REQUIRED WORK:
Transcribe the records below exactly.

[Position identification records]
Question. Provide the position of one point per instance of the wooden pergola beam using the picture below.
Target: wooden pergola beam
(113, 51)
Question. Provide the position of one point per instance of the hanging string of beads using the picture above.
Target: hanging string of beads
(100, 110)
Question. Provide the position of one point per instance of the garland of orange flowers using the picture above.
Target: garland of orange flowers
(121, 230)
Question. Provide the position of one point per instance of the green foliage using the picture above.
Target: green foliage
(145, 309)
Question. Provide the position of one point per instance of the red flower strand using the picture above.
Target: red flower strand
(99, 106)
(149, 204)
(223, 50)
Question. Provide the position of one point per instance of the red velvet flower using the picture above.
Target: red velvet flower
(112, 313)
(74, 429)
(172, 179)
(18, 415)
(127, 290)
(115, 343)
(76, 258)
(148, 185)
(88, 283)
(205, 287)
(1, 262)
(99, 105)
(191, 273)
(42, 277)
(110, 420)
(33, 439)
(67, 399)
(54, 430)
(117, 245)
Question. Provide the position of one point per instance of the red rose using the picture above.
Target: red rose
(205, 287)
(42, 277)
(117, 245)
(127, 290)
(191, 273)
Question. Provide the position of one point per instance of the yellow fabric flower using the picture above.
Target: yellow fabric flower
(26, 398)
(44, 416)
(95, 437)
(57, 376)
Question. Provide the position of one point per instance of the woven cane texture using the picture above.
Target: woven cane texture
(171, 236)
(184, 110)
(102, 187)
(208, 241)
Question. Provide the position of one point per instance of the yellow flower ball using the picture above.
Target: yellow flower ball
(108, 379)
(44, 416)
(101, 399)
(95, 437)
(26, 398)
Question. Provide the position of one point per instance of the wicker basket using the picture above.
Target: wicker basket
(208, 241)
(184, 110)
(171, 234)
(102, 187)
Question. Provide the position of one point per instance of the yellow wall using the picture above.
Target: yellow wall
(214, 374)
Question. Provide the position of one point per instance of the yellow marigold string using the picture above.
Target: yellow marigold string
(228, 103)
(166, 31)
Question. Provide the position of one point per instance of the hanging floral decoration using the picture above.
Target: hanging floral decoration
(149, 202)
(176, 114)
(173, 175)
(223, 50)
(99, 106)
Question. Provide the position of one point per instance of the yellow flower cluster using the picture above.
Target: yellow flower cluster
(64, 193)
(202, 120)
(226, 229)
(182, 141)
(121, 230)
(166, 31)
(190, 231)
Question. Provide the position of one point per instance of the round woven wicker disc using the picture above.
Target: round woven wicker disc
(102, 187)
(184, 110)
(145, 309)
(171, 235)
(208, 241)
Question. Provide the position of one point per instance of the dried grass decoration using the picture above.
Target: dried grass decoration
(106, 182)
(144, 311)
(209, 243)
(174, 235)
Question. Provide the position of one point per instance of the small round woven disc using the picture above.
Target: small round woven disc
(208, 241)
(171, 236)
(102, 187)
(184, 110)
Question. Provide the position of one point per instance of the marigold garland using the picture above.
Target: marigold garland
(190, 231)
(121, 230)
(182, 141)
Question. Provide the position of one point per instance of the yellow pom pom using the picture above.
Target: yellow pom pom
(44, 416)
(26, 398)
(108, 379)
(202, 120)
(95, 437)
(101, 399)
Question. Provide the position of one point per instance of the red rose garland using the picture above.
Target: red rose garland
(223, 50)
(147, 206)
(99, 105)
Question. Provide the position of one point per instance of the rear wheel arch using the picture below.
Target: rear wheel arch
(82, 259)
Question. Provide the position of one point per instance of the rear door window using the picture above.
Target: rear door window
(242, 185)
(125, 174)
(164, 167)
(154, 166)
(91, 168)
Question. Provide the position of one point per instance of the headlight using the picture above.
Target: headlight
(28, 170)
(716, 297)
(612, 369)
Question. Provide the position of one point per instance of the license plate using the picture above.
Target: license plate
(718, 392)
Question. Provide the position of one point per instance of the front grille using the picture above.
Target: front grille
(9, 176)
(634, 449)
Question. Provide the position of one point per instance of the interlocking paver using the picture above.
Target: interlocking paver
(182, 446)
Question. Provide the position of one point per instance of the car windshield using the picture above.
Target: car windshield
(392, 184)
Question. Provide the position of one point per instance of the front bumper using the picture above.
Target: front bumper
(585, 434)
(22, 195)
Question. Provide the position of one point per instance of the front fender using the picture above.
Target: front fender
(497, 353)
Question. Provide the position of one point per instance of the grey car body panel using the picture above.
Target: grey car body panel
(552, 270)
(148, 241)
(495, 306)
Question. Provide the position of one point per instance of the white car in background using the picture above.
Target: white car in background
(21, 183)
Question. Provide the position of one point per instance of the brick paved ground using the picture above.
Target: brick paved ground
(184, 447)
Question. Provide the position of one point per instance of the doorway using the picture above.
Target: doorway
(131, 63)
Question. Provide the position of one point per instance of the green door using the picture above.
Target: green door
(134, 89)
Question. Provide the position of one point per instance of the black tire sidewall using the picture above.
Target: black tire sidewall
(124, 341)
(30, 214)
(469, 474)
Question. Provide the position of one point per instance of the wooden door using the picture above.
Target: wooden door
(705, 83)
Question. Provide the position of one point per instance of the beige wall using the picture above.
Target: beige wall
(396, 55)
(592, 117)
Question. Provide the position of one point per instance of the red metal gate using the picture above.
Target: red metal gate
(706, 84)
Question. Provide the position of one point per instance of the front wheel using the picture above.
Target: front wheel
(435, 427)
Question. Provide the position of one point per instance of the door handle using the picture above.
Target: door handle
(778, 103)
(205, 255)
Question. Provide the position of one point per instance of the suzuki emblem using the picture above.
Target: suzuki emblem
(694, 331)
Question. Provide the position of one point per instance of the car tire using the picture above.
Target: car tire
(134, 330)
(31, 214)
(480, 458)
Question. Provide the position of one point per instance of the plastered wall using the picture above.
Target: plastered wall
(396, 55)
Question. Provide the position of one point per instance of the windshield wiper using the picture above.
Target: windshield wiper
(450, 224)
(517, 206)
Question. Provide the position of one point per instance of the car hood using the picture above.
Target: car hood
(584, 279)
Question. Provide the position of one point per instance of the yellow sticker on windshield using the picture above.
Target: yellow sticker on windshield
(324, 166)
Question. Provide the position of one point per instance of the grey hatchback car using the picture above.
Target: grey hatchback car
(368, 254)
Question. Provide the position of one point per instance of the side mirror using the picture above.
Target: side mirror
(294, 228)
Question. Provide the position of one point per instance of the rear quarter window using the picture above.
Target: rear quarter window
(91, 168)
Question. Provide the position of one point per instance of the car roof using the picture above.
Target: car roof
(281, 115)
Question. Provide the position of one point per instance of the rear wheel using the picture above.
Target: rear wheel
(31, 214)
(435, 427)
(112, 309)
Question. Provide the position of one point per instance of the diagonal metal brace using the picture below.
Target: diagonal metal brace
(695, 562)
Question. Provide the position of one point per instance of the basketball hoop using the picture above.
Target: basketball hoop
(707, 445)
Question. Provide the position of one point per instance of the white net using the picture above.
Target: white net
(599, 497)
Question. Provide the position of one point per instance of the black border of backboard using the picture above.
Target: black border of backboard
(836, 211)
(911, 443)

RESULT OF THE TASK:
Question. Provide the position of one point per instance of the wooden pergola beam using the picture below.
Target: wooden pergola beam
(113, 51)
Question. Provide the position of one point per instance of the hanging string of beads using the picture above.
Target: hanging string of beads
(100, 110)
Question. Provide the position of one point per instance of the garland of orange flowers using the picture above.
Target: garland of orange flowers
(121, 230)
Question. Provide the position of one point per instance of the green foliage using the picture above.
Target: green foliage
(145, 309)
Question. Provide the position of one point per instance of the red flower strand using the picture above.
Target: red flower strand
(99, 106)
(149, 204)
(223, 50)
Question. Provide the position of one point per instance of the red velvet flower using the picture above.
Target: red velvet flower
(112, 313)
(74, 429)
(172, 179)
(18, 415)
(127, 290)
(115, 343)
(76, 258)
(148, 185)
(88, 283)
(205, 287)
(1, 262)
(99, 105)
(191, 273)
(42, 277)
(110, 420)
(33, 439)
(67, 399)
(54, 430)
(117, 245)
Question. Provide the position of one point per instance of the red rose using the picture above.
Target: red rose
(205, 287)
(42, 277)
(117, 245)
(127, 290)
(191, 273)
Question. Provide the position of one point per instance of the yellow fabric flower using the picture above.
Target: yellow fabric flower
(26, 398)
(44, 416)
(95, 437)
(57, 376)
Question. Provide the position of one point per instance of the woven cane texture using the picture above.
Target: woven cane texture
(171, 236)
(184, 110)
(102, 187)
(208, 241)
Question. Provide the position of one point per instance of the yellow flower ball using the picture above.
Target: yellow flower ball
(108, 379)
(44, 416)
(101, 399)
(95, 437)
(26, 398)
Question. Provide the position of one point per instance of the wicker basket using the picture above.
Target: wicker basket
(208, 241)
(184, 110)
(171, 234)
(102, 187)
Question. Provide the position of one point per instance of the yellow wall using the picture above.
Target: yellow wall
(214, 374)
Question. Provide the position of one point per instance of the yellow marigold string using the picture above.
Target: yellow marigold string
(228, 103)
(166, 31)
Question. Provide the position of one point per instance of the hanging floral decoration using the picture above.
Target: hanging floral decoration
(149, 202)
(176, 114)
(173, 175)
(223, 50)
(99, 106)
Question. Provide the position of one point per instance of the yellow flower cluster using the picture above.
Target: yellow flower cluster
(64, 193)
(202, 120)
(226, 229)
(182, 141)
(121, 230)
(166, 31)
(190, 231)
Question. Provide the position of one point per instance of the round woven wicker disc using the picture above.
Target: round woven wicker disc
(102, 187)
(184, 110)
(145, 309)
(171, 235)
(208, 241)
Question. Provide the position of one point per instance of the dried grass decoration using the picture above.
Target: dried grass decoration
(106, 182)
(144, 311)
(209, 243)
(174, 235)
Question. Provide the position of one point per instance of the small round woven disc using the picture above.
Target: small round woven disc
(208, 241)
(171, 236)
(102, 187)
(184, 110)
Question. Provide the position of one point per instance of the marigold garland using the picture above.
Target: marigold garland
(190, 231)
(121, 230)
(182, 141)
Question. Provide the position of one point per instance of the yellow pom pom using the picture above.
Target: yellow pom pom
(44, 416)
(26, 398)
(108, 379)
(202, 120)
(95, 437)
(101, 399)
Question. Provide the position of one point per instance of the red rose garland using the picture above.
Target: red rose garland
(223, 50)
(147, 206)
(99, 105)
Question. Provide the position of one point per instance of the rear wheel arch using the picture below.
Target: rear wheel arch
(82, 259)
Question. Provide the position of one point per instance of the rear door window using the picture above.
Target: rear door window
(242, 185)
(125, 174)
(164, 167)
(154, 166)
(91, 168)
Question. Provide the position of one point per instance of the headlight using the picture above.
Target: headlight
(28, 170)
(716, 297)
(612, 369)
Question. Provide the position of one point per instance of the license plate using the picture above.
Target: license plate
(718, 392)
Question. Provide the position of one point per instance of the front grille using the picture above.
Target: front grille
(9, 176)
(634, 449)
Question. Provide the position of one point per instance of the interlocking paver using the picture above.
Target: interlocking paver
(182, 446)
Question. Provide the position of one point per instance of the car windshield using the picture above.
Target: car windshield
(392, 184)
Question. Provide the position of one point per instance of the front bumper using the picture above.
Target: front bumper
(585, 434)
(22, 195)
Question. Provide the position of one point per instance of the front fender using the picture above.
Target: front fender
(497, 353)
Question. Provide the position of one point per instance of the grey car body panel using the picture above.
Target: grey car body panel
(552, 270)
(148, 241)
(495, 306)
Question. Provide the position of one point per instance of the white car in background using the picture above.
Target: white car in background
(21, 183)
Question. Provide the position of one point per instance of the brick paved ground using the picture above.
Target: brick paved ground
(184, 447)
Question. Provide the position of one point per instance of the doorway using the picture above.
Target: doorway
(131, 63)
Question. Provide the position of one point per instance of the green door using the picture above.
Target: green door
(134, 89)
Question. Provide the position of one point per instance of the black tire sidewall using the picture above.
Target: black tire sidewall
(124, 341)
(30, 214)
(469, 474)
Question. Provide the position of one point per instance of the wooden door using the picture above.
Target: wooden door
(705, 83)
Question. Provide the position of one point per instance of the beige wall using the picture above.
Target: beige wall
(396, 55)
(592, 117)
Question. Provide the position of one point per instance of the red metal gate using the picture above.
Target: red metal gate
(706, 84)
Question. Provide the position of one point per instance of the front wheel using the picture above.
Target: front wheel
(435, 427)
Question. Provide the position of one point per instance of the door handle using the picture above.
Target: door handle
(778, 103)
(205, 255)
Question. Provide the position of one point per instance of the suzuki emblem using the picture above.
Target: suzuki emblem
(694, 331)
Question. Provide the position of one point per instance of the car tire using the picture above.
Target: car tire
(134, 330)
(31, 214)
(480, 458)
Question. Provide the position of one point per instance of the plastered wall using the picture above.
Target: plastered wall
(396, 55)
Question. Provide the position of one point per instance of the windshield wiper using the picture above.
Target: windshield wiper
(450, 224)
(517, 206)
Question. Provide the position of one point per instance of the car hood using the picture above.
Target: car hood
(584, 279)
Question. Provide the position of one point per instance of the yellow sticker on windshield using the picture above.
Target: yellow sticker on windshield
(324, 166)
Question. Provide the position of one point per instance of the grey hatchback car using the picture above.
Target: grey hatchback car
(368, 254)
Question. Provide the position of one point per instance of the side mirror using the picture above.
Target: side mirror
(294, 228)
Question. Provide the position of one point per instance of the rear quarter window using the picture above.
Target: rear quarter window
(91, 168)
Question. Provide the position of one point per instance of the car roof using the picture above.
Target: car roof
(281, 115)
Question. Provide the position of one point per instance of the rear wheel using the picture above.
Target: rear wheel
(31, 214)
(435, 427)
(112, 309)
Question. Provide the position of one point per instance of the diagonal metal brace using the picture below.
Target: diagonal metal brace
(695, 562)
Question. Provide the position of one point per instance of the basketball hoop using the picture above.
Target: basketball hoop
(707, 445)
Question. Provide the position of one point per instance of the white net using the picture above.
Target: white net
(599, 497)
Question. Provide the position of one point per instance of the black border of backboard using the picture above.
Target: black border of backboard
(836, 211)
(911, 443)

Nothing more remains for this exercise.